**Document text:**
--- Start ---

Taken as cathartic narrative by a writer who needs the distance of generalisms and the second person when describing his stressful experience before moving on to something new, they seem like a very honest confessional of ‘how it felt’.

I think that’s absolutely true. More soon.

Really beautifully put. I also like this passage:

“…when it’s removed from its lone rider origins and placed in an institutional confine, the rapid iteration cycle and the overflow of feedback can create a tremendous social pressure to stick to whatever initial choices are perceived as successful…”

The pressure on bloggers does seem to have industrial/institutional/social/temporal aspects, and your language catches the flavor of all of them.

(Sorry, mixing metaphors, it’s late.) .

Matt, I think you make a great point that Ambinder’s characterization of blogging is in many ways particular to the crowded, ego-heavy DC blog world that he inhabited. But I also think that his criticisms of the demands of an online persona apply more broadly to the different kinds of blogging than you give him credit for.

For the past three years, I’ve heard over and over that journalists must develop a “personal brand” in order to survive in the new world of web journalism. Get a blog, get on Twitter—get an audience, or you’re toast. This idea surfaces regularly in lists of advice for journalism students. I’ve even heard a proposal or two that he journalism of the future will be supported not by advertising or by subscription costs, but by fan club sales: buy a t-shirt from your favorite narrative journalist! Look—a coffee mug with a picture of Susan Orlean’s chicken! I think Ambinder’s essay is important because it’s the first time I’ve heard pushback on this idea from a journalist who was very successful in making himself a personal brand. I read Ambinder’s farewell to blogging as his desire to de-brandify himself, to retreat from the persona he had created.

Obviously, as you point out, there are many ways of blogging, and many kinds of blog personas. I assume many bloggers—maybe yourself included—wouldn’t even say they have a “blog persona,” but simply that their ordinary, multi-sided, thinking selves blog.

But I think many bloggers—not just the ones in the DC fishbowl— face the pressure to build and maintain a consistent identity. And Ambinder is right in saying that this is something that print journalists don’t have to deal with in anything like the same way.

“Really good print journalism is ego-free,” Ambinder writes. “What I mean is that the writer is able to let the story and the reporting process, to the highest possible extent, unfold without a reporter’s insecurities or parochial concerns intervening.”

--- End ---

**Provided data:**
--- Start ---

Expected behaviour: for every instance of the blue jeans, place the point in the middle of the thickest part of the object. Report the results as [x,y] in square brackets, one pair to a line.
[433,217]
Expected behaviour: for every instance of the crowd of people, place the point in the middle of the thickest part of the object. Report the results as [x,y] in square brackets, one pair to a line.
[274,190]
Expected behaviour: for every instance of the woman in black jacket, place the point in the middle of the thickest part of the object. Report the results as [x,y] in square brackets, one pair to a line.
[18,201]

--- End ---
--- Start ---

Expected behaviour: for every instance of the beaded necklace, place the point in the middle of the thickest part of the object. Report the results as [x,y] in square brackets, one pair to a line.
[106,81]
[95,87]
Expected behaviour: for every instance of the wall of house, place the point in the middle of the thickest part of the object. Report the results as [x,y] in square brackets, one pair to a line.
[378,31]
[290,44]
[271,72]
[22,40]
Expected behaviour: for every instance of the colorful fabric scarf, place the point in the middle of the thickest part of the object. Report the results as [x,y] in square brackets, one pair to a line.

--- End ---

**Required work:**
1 – Answer these questions about the comments on Ambinder's essay about blogging:
(a) For how long has the writer addressing Matt heard that journalists must develop a "personal brand"?
(b) What item bearing a picture of Susan Orlean's chicken is mentioned?
(c) In the quotation from Ambinder, what kind of print journalism is called ego-free?
2 – Write the next part of the comments on Ambinder's essay about blogging, picking up after the final quoted sentence.

**Set of answers:**
1 –
(a) For the past three years.
(b) A coffee mug.
(c) Really good print journalism.

2 –
I wouldn’t gloss this as just talking about narrative journalism, but about the kind of journalism where a reporter gets to start with a clean slate and a single question—where agendas and interest groups and the probable reaction of this group or that one recede, and all that’s pulling you forward is your sense of the still-veiled contours of the story. It’s no accident that Ambinder talks about the story and the reporting process “unfolding.” What makes (at least a lot of) really good journalism is that readers get to discover something that seems new and exciting because the journalist has just discovered it, too.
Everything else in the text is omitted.